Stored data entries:

#####

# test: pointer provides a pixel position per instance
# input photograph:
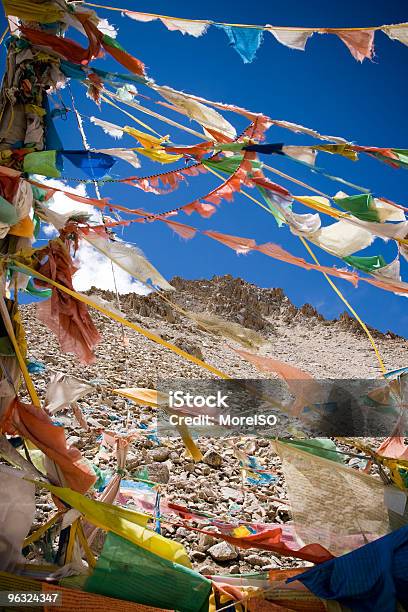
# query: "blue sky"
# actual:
(323, 88)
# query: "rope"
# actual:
(243, 25)
(116, 317)
(353, 312)
(98, 195)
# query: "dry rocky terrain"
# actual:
(298, 336)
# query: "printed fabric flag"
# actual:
(94, 165)
(294, 39)
(374, 577)
(246, 41)
(129, 572)
(318, 488)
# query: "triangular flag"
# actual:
(359, 42)
(397, 32)
(246, 41)
(194, 28)
(294, 39)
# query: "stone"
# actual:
(229, 493)
(213, 459)
(158, 472)
(198, 556)
(223, 552)
(159, 454)
(255, 560)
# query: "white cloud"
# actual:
(95, 270)
(107, 28)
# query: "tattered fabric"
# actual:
(66, 317)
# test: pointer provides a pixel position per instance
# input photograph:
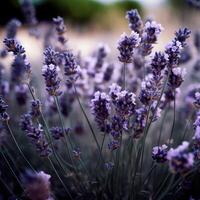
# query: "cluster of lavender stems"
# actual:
(123, 111)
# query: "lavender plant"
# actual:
(126, 145)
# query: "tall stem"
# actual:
(18, 147)
(60, 179)
(89, 124)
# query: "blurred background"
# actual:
(92, 21)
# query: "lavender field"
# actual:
(100, 110)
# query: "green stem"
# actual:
(18, 147)
(12, 170)
(89, 124)
(52, 165)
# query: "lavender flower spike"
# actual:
(37, 186)
(159, 153)
(149, 37)
(52, 80)
(13, 46)
(3, 110)
(180, 161)
(100, 106)
(182, 35)
(12, 27)
(126, 46)
(134, 19)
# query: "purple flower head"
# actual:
(59, 24)
(3, 106)
(11, 28)
(57, 132)
(125, 103)
(100, 106)
(37, 186)
(100, 55)
(126, 46)
(20, 69)
(14, 46)
(115, 89)
(180, 161)
(77, 153)
(29, 12)
(36, 135)
(194, 3)
(182, 35)
(52, 57)
(140, 122)
(150, 90)
(4, 88)
(116, 127)
(196, 138)
(2, 71)
(26, 123)
(3, 110)
(60, 28)
(21, 92)
(197, 99)
(186, 55)
(113, 145)
(159, 153)
(35, 108)
(197, 121)
(70, 65)
(109, 165)
(173, 50)
(3, 135)
(134, 19)
(108, 73)
(158, 63)
(52, 79)
(150, 35)
(176, 77)
(197, 40)
(151, 31)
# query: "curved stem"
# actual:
(7, 162)
(88, 121)
(60, 179)
(18, 147)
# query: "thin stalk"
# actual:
(52, 165)
(174, 118)
(161, 187)
(148, 174)
(124, 75)
(18, 147)
(89, 124)
(161, 127)
(7, 187)
(65, 137)
(7, 162)
(48, 135)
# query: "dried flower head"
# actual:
(37, 186)
(126, 46)
(29, 12)
(100, 106)
(180, 161)
(159, 153)
(52, 79)
(12, 27)
(14, 46)
(134, 19)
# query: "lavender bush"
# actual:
(96, 128)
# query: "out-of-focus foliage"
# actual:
(76, 11)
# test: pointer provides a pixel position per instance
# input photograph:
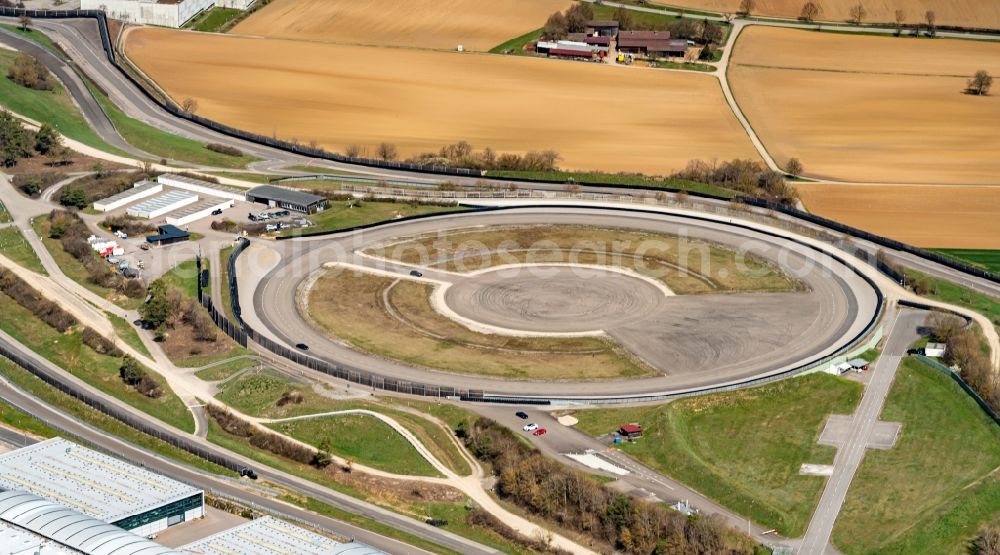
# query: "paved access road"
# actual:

#####

* [EXERCISE OBJECTIVE] Take the entries above and copy out all lines with the string "flag".

* [REPLY]
# query: "printed fabric flag"
# query: "triangular flag"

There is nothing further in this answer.